§ **Work required**
In your answer, repeat each line of the data exactly.

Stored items
┄┄┄┄┄┄

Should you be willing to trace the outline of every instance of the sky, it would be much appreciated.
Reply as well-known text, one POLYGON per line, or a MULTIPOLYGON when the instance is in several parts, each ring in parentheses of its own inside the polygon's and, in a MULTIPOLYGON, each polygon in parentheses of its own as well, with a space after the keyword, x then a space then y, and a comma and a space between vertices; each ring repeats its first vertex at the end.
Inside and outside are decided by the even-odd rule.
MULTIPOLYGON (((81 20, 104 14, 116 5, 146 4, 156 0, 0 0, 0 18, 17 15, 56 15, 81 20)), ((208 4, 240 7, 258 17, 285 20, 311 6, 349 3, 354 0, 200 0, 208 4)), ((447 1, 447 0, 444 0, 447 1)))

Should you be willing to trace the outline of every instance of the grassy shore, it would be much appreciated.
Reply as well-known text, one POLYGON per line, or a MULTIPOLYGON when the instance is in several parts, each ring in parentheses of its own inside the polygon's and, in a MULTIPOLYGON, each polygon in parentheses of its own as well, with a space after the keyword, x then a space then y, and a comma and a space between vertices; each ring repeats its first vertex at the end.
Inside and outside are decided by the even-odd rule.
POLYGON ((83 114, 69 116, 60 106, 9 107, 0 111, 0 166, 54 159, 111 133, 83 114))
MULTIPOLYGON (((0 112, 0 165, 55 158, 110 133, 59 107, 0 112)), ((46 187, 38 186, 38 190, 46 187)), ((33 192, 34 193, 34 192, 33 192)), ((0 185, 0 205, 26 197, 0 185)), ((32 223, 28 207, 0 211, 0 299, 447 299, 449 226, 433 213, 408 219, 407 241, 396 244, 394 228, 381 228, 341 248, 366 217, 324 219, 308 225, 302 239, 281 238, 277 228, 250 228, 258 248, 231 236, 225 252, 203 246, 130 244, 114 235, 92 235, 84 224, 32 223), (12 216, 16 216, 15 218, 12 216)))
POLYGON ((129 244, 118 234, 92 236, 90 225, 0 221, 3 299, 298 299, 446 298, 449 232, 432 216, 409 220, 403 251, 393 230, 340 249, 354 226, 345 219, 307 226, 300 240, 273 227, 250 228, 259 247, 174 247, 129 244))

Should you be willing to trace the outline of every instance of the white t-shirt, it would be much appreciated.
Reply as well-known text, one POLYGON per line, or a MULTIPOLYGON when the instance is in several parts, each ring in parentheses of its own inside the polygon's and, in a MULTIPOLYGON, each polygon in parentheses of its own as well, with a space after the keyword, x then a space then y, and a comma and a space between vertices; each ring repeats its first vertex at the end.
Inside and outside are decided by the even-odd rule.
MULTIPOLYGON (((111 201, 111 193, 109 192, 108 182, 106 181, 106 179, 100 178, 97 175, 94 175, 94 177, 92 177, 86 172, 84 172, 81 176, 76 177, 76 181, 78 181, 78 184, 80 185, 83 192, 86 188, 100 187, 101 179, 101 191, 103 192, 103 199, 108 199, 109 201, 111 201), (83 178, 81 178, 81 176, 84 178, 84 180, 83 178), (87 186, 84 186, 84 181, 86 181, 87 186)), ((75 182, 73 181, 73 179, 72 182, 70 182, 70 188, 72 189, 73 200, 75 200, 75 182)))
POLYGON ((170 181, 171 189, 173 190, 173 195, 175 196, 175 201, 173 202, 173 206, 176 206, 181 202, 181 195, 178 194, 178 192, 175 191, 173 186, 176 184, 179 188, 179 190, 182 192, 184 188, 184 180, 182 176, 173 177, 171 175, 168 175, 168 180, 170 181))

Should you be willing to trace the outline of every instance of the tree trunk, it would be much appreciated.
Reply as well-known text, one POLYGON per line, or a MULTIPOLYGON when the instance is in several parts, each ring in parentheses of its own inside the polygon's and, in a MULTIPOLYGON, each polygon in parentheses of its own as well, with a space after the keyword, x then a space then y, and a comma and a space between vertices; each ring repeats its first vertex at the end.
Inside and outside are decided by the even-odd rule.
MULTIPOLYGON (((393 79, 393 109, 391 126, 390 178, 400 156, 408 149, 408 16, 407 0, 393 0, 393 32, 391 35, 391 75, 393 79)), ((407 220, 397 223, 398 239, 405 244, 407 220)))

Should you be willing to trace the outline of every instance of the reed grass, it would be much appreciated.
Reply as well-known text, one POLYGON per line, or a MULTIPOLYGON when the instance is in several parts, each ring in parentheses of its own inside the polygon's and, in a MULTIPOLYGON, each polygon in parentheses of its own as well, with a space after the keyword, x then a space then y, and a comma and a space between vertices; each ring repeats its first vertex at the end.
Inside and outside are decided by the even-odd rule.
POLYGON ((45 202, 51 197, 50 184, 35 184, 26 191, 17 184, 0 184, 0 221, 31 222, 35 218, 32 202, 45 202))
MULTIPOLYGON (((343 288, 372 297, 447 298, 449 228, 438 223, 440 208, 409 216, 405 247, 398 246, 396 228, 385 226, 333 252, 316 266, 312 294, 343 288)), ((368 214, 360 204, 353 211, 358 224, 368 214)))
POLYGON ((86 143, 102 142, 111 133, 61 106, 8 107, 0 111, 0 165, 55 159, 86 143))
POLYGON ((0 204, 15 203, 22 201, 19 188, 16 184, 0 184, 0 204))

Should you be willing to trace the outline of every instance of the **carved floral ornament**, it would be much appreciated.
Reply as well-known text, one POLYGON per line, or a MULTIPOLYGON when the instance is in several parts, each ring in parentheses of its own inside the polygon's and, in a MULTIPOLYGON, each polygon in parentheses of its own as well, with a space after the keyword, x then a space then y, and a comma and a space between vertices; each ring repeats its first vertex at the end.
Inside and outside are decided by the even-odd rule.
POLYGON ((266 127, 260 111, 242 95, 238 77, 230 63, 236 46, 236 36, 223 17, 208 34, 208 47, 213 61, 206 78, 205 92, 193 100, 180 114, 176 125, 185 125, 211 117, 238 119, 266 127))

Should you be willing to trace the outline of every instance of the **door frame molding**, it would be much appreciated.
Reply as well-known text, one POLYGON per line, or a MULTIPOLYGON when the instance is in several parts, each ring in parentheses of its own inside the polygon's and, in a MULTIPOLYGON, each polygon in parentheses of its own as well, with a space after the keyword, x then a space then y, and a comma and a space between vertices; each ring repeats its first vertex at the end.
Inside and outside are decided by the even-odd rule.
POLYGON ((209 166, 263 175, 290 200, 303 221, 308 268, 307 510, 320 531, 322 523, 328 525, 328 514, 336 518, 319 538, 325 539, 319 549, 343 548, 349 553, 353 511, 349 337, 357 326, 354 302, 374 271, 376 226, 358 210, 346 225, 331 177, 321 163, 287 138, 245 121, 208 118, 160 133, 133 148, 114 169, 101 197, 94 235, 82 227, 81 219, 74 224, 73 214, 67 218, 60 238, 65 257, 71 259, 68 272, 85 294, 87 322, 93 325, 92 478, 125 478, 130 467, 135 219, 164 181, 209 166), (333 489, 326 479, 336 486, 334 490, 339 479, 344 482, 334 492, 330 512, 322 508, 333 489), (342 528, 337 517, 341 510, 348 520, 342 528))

┄┄┄┄┄┄

§ **Task result**
Should you be willing to trace the outline of every instance of the sky, it would be much appreciated.
Reply as well-known text, one POLYGON per line, or a MULTIPOLYGON when the instance is in several parts, each ring in parentheses of its own inside the polygon's and, in a MULTIPOLYGON, each polygon in parentheses of its own as well, with a space after the keyword, x then a space then y, and a comma and a space between vertices; each ring repeats its first vertex at the end.
Inside and outside are decided by the even-odd rule.
MULTIPOLYGON (((81 20, 104 14, 116 5, 146 4, 156 0, 0 0, 0 18, 17 15, 56 15, 81 20)), ((208 4, 240 7, 258 17, 285 20, 311 6, 349 3, 354 0, 200 0, 208 4)), ((447 1, 447 0, 444 0, 447 1)))

Should you be willing to trace the outline of every instance of the grassy shore, it would be much appreciated.
Reply as well-known text, one POLYGON per line, or a MULTIPOLYGON when the instance is in several parts, each ring in parentheses of its own inside the polygon's and, in a MULTIPOLYGON, each polygon in parentheses of its own as well, with a space after the keyword, x then a space then y, and a comma and a space between vertices; each ring repeats its first vertex at the end.
Inside and outside are decided by the even-odd rule.
POLYGON ((83 114, 69 116, 60 106, 9 107, 0 111, 0 166, 54 159, 111 133, 83 114))
MULTIPOLYGON (((0 112, 0 165, 55 158, 110 133, 59 107, 0 112)), ((46 187, 38 186, 38 190, 46 187)), ((33 192, 34 193, 34 192, 33 192)), ((0 185, 0 205, 26 197, 0 185)), ((32 223, 28 207, 0 211, 0 299, 447 299, 449 226, 433 213, 408 219, 407 241, 396 244, 394 228, 381 228, 341 248, 366 217, 324 219, 308 225, 302 239, 281 238, 277 228, 250 228, 258 248, 231 236, 225 252, 203 246, 130 244, 114 235, 92 235, 84 224, 32 223), (12 216, 16 216, 15 218, 12 216)))
POLYGON ((129 244, 118 234, 92 236, 90 225, 0 221, 3 299, 298 299, 446 298, 449 232, 432 216, 409 220, 403 251, 393 230, 340 249, 354 226, 345 219, 307 226, 300 240, 273 227, 250 228, 259 247, 174 247, 129 244))

Should you be willing to trace the outline of every instance of the white t-shirt, it would be much appreciated.
Reply as well-known text, one POLYGON per line, or a MULTIPOLYGON when the instance is in several parts, each ring in parentheses of its own inside the polygon's and, in a MULTIPOLYGON, each polygon in parentheses of its own as well, with a space after the keyword, x then a space then y, and a comma and a space between vertices; each ring repeats its first vertex at the end.
Inside and outside are decided by the even-odd rule.
MULTIPOLYGON (((111 201, 111 193, 109 192, 108 182, 106 181, 106 179, 100 178, 97 175, 94 175, 94 177, 92 177, 86 172, 84 172, 81 176, 76 177, 76 181, 78 181, 78 184, 80 185, 83 192, 86 188, 100 187, 101 179, 101 191, 103 192, 103 199, 108 199, 109 201, 111 201), (83 178, 81 178, 81 176, 84 178, 84 180, 83 178), (87 186, 84 186, 84 181, 86 181, 87 186)), ((75 182, 73 181, 73 179, 72 182, 70 182, 70 188, 72 189, 73 200, 75 200, 75 182)))
POLYGON ((170 181, 171 189, 173 190, 173 195, 175 196, 175 201, 173 202, 173 206, 176 206, 181 202, 181 195, 178 194, 178 192, 175 191, 173 186, 176 184, 179 188, 179 190, 182 192, 184 188, 184 180, 182 176, 173 177, 171 175, 168 175, 168 180, 170 181))

Should you be willing to trace the outline of every instance of the tree trunk, it would be much appreciated.
Reply as well-known text, one POLYGON per line, or a MULTIPOLYGON when the instance is in several parts, each ring in parentheses of its own inside the polygon's and, in a MULTIPOLYGON, each polygon in parentheses of its own as well, with a space after the keyword, x then a space then y, and a comma and a space between vertices; each ring repeats its first vertex at the end.
Inside and outside are decided by the even-odd rule.
MULTIPOLYGON (((393 79, 393 109, 391 126, 390 178, 400 156, 408 149, 408 16, 407 0, 393 0, 393 32, 391 35, 391 75, 393 79)), ((407 220, 397 223, 398 239, 405 244, 407 220)))

Should you be willing to trace the outline of every instance of the reed grass, it would be much appreciated.
Reply as well-known text, one POLYGON per line, or a MULTIPOLYGON when the instance is in several parts, each ring in parentheses of its own inside the polygon's and, in a MULTIPOLYGON, each polygon in parentheses of its own as well, with a space after the keyword, x then a space then y, and a comma and a space between vertices; each ring repeats its first vertex at the end.
Inside and outside are decided by the even-odd rule.
POLYGON ((45 202, 51 197, 50 184, 35 184, 26 191, 17 184, 0 184, 0 221, 31 222, 35 218, 32 202, 45 202))
MULTIPOLYGON (((343 288, 372 297, 447 298, 449 228, 438 223, 440 208, 409 216, 405 247, 398 246, 396 228, 385 226, 333 252, 316 266, 312 294, 343 288)), ((368 214, 360 204, 353 211, 358 224, 368 214)))
POLYGON ((86 143, 102 142, 111 133, 61 106, 8 107, 0 111, 0 165, 55 159, 86 143))
POLYGON ((0 204, 15 203, 22 201, 19 188, 16 184, 0 184, 0 204))

Should you be willing to trace the outline of every instance of the **carved floral ornament**, it would be much appreciated.
Reply as well-known text, one POLYGON per line, or a MULTIPOLYGON when the instance is in several parts, each ring in parentheses of its own inside the polygon's and, in a MULTIPOLYGON, each polygon in parentheses of its own as well, with a space after the keyword, x then a space then y, and a comma and a space between vertices; each ring repeats its first vertex at the end.
Inside and outside are decided by the even-odd rule.
POLYGON ((266 127, 260 111, 242 95, 238 77, 230 63, 236 46, 236 36, 223 17, 208 34, 208 47, 213 61, 206 78, 205 92, 193 100, 180 114, 176 125, 185 125, 211 117, 238 119, 266 127))

Should you be willing to trace the outline of every instance of the **door frame molding**, it would be much appreciated.
Reply as well-known text, one POLYGON per line, or a MULTIPOLYGON when the instance is in several parts, each ring in parentheses of its own inside the polygon's and, in a MULTIPOLYGON, each polygon in parentheses of its own as well, with a space after the keyword, x then a space then y, and a comma and a space between vertices; each ring repeats its first vertex at the end.
Inside and outside are decided by the even-odd rule.
POLYGON ((209 166, 263 175, 290 200, 303 221, 308 268, 307 510, 320 531, 322 523, 328 525, 328 514, 336 518, 319 538, 325 539, 319 549, 343 548, 349 553, 353 511, 349 337, 357 326, 354 302, 374 271, 376 226, 358 210, 346 225, 331 177, 321 163, 287 138, 245 121, 208 118, 160 133, 133 148, 114 169, 101 197, 94 235, 82 227, 81 219, 74 224, 73 214, 67 218, 60 238, 65 257, 71 259, 68 272, 85 294, 87 322, 93 325, 92 478, 125 478, 130 467, 135 219, 164 181, 209 166), (333 489, 326 479, 336 486, 334 490, 339 479, 344 482, 334 492, 330 512, 322 508, 333 489), (342 528, 337 517, 341 510, 348 520, 342 528))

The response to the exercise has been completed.